# [SOURCE DATA]

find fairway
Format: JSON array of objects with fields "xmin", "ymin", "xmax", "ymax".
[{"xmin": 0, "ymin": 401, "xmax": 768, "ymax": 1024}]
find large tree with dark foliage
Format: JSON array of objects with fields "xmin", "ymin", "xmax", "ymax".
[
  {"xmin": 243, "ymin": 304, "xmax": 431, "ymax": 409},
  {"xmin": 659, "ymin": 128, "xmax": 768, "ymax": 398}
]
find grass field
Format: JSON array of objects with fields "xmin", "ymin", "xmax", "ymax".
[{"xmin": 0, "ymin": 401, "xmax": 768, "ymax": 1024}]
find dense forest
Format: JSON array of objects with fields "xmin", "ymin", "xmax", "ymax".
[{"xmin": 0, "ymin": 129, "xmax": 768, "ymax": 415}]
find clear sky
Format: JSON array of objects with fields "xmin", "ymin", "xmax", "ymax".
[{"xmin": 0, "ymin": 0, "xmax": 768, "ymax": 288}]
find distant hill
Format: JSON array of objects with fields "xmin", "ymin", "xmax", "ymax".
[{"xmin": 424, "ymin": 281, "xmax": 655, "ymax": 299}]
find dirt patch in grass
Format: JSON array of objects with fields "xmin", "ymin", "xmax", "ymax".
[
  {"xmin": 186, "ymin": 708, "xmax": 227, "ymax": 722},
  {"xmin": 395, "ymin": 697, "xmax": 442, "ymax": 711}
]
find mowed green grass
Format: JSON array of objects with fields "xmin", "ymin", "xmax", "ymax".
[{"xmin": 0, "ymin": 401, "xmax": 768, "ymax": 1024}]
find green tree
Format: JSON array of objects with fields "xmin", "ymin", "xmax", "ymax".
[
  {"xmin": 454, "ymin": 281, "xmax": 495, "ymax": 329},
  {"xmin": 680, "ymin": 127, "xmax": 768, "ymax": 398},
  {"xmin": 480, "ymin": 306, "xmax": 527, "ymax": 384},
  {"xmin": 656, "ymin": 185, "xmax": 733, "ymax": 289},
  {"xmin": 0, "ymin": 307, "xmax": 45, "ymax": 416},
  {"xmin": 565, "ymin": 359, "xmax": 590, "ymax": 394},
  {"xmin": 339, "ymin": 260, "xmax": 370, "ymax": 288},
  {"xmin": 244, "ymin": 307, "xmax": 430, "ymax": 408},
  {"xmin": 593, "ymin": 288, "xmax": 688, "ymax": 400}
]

# [PROBLEM TO WORK ON]
Transcribe all of the lines above word for word, without changing anything.

# [RIGHT ANSWER]
find fairway
Format: JSON array of objects with fields "xmin", "ymin", "xmax", "ymax".
[{"xmin": 0, "ymin": 401, "xmax": 768, "ymax": 1024}]
find large tree with dark foliage
Format: JSON array of objects with fields "xmin", "ymin", "xmax", "ymax".
[
  {"xmin": 243, "ymin": 304, "xmax": 431, "ymax": 409},
  {"xmin": 659, "ymin": 128, "xmax": 768, "ymax": 398}
]
find grass field
Format: JSON array of objects with fields "xmin", "ymin", "xmax", "ymax".
[{"xmin": 0, "ymin": 401, "xmax": 768, "ymax": 1024}]
find dense forest
Format: JSON array of objects with fields "xmin", "ymin", "xmax", "ymax".
[{"xmin": 0, "ymin": 129, "xmax": 768, "ymax": 415}]
find clear sky
Format: JSON array of objects with fields "xmin", "ymin", "xmax", "ymax".
[{"xmin": 0, "ymin": 0, "xmax": 768, "ymax": 288}]
find distant hill
Format: JSON array of objects with fields "xmin", "ymin", "xmax", "ymax".
[{"xmin": 424, "ymin": 281, "xmax": 655, "ymax": 299}]
find dirt patch in grass
Format: JSON array of objects with fields "xmin", "ymin", "xmax", "ymax".
[
  {"xmin": 186, "ymin": 708, "xmax": 227, "ymax": 722},
  {"xmin": 395, "ymin": 697, "xmax": 442, "ymax": 711}
]
find mowed green grass
Format: JSON array of objects with fields "xmin", "ymin", "xmax", "ymax".
[{"xmin": 0, "ymin": 401, "xmax": 768, "ymax": 1024}]
find green tree
Format: JSON array of objects with fields "xmin", "ymin", "xmax", "ymax".
[
  {"xmin": 454, "ymin": 281, "xmax": 495, "ymax": 329},
  {"xmin": 680, "ymin": 127, "xmax": 768, "ymax": 398},
  {"xmin": 480, "ymin": 306, "xmax": 527, "ymax": 384},
  {"xmin": 656, "ymin": 185, "xmax": 733, "ymax": 289},
  {"xmin": 0, "ymin": 307, "xmax": 45, "ymax": 416},
  {"xmin": 565, "ymin": 359, "xmax": 590, "ymax": 394},
  {"xmin": 339, "ymin": 260, "xmax": 370, "ymax": 288},
  {"xmin": 244, "ymin": 307, "xmax": 430, "ymax": 408},
  {"xmin": 593, "ymin": 288, "xmax": 688, "ymax": 400}
]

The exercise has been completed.